**Exercise aim:** Extract each line of the records below that contains the word "light", reproducing every such line in full.

* Start Entries *

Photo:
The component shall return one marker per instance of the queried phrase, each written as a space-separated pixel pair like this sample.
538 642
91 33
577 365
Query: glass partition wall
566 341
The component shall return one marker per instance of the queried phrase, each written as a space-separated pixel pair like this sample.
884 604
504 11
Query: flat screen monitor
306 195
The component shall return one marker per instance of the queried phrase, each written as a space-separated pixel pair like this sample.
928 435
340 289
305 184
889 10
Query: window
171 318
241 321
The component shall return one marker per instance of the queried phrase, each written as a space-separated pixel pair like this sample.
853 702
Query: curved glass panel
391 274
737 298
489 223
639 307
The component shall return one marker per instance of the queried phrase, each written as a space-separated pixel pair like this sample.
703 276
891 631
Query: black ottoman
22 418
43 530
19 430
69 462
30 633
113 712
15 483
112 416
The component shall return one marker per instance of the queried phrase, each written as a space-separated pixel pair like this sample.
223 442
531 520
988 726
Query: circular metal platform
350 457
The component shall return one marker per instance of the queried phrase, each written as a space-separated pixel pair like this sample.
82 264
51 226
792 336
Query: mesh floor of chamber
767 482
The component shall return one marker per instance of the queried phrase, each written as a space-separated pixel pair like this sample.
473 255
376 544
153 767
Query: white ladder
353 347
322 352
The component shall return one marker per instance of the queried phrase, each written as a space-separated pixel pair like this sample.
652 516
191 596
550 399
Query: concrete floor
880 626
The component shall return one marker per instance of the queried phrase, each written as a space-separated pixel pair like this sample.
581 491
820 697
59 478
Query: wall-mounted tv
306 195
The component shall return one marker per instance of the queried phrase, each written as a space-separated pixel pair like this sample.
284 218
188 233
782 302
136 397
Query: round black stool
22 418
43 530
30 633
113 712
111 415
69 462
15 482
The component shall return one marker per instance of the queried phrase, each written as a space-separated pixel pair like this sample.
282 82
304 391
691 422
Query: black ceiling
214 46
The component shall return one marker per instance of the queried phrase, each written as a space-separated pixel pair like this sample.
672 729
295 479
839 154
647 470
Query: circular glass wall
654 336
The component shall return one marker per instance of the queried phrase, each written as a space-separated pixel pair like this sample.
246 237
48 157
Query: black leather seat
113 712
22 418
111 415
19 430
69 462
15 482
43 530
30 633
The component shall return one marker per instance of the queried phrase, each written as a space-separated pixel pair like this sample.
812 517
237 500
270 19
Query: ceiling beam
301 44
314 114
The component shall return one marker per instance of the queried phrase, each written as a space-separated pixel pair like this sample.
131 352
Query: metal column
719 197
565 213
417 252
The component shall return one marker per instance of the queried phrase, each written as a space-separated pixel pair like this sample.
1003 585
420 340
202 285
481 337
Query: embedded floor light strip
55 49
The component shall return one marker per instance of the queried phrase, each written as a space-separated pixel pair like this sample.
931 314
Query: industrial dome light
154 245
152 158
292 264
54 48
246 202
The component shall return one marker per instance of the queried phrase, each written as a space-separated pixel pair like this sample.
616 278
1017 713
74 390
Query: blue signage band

* End Entries *

**The result:**
Query: embedded floor light strip
Query: industrial dome light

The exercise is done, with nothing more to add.